● **Задание**: Выведите целиком текст об Аввакуме, не меняя в нём ни слова и ни одного знака.

● **Страница**:

============================================================

Это период жизни Аввакума к тому времени окончательно примкнувшего к раскольникам-старообрядцам, тесно связан с именем патриарха-реформатора Никона, ставшего его главным идейным противником и преследователем. Результатом “богословского противостояния” стал ночной арест протопопа на патриаршем дворе, где он проводил всенощное богослужение со стрельцами, и заключение на цепь в темнице Андроньего монастыря. По сохранившимся свидетельствам очевидцев описываемых событий многочисленные аресты вероотступников прошли тогда по всей Москве. И заскрипели, как это случиться потом ещё не раз в русской истории, по кривым московским переулкам острожные телеги с инакомыслящими. Многие потом будут острижены, казнены или сосланы...

============================================================

● **Строки набора данных**:
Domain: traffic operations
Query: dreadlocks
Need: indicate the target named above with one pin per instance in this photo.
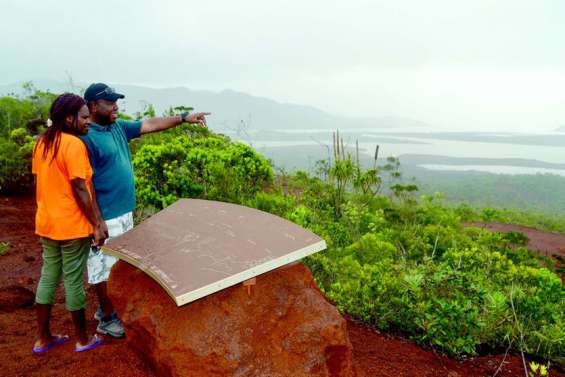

============================================================

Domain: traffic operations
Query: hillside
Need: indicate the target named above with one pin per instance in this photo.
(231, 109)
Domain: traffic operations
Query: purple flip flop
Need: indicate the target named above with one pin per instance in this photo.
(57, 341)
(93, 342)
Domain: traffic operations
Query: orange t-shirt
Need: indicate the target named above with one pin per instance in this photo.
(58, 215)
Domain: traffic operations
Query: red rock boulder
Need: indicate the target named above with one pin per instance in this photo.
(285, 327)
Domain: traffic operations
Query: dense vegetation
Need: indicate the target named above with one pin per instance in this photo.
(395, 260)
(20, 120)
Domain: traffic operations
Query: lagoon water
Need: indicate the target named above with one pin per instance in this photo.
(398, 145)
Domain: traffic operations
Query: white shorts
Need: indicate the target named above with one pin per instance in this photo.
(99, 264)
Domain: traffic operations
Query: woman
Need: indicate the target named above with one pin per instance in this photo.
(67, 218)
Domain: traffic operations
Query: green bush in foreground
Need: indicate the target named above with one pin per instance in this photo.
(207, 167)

============================================================

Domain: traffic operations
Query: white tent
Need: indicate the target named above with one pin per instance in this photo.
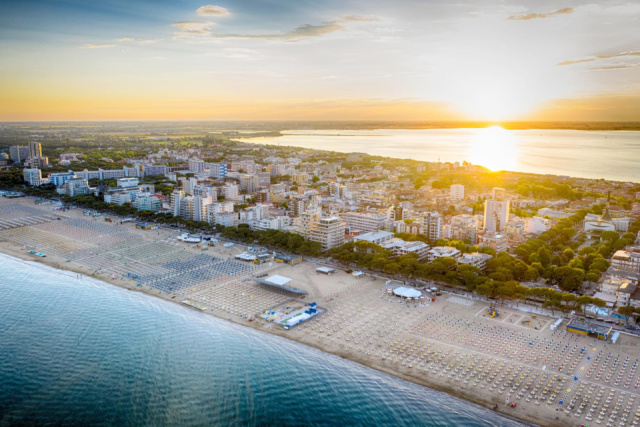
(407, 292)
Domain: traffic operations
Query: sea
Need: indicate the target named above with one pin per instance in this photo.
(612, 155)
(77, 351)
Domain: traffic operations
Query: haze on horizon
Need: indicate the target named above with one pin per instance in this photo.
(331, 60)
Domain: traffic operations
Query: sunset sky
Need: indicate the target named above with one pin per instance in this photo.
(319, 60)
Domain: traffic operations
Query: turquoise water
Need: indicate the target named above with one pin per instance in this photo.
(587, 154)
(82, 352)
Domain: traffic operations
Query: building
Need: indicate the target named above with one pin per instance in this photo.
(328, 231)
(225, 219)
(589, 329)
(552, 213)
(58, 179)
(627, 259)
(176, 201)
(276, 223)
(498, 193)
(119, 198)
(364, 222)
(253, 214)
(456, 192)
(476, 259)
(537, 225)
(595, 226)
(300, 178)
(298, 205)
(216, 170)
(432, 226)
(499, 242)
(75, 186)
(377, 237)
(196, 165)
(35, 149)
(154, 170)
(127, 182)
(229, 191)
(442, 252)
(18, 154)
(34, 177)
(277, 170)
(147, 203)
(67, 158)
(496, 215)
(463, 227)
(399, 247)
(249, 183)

============================================================

● **Полный ответ**:
Это период жизни Аввакума к тому времени окончательно примкнувшего к раскольникам-старообрядцам, тесно связан с именем патриарха-реформатора Никона, ставшего его главным идейным противником и преследователем. Результатом “богословского противостояния” стал ночной арест протопопа на патриаршем дворе, где он проводил всенощное богослужение со стрельцами, и заключение на цепь в темнице Андроньего монастыря. По сохранившимся свидетельствам очевидцев описываемых событий многочисленные аресты вероотступников прошли тогда по всей Москве. И заскрипели, как это случиться потом ещё не раз в русской истории, по кривым московским переулкам острожные телеги с инакомыслящими. Многие потом будут острижены, казнены или сосланы...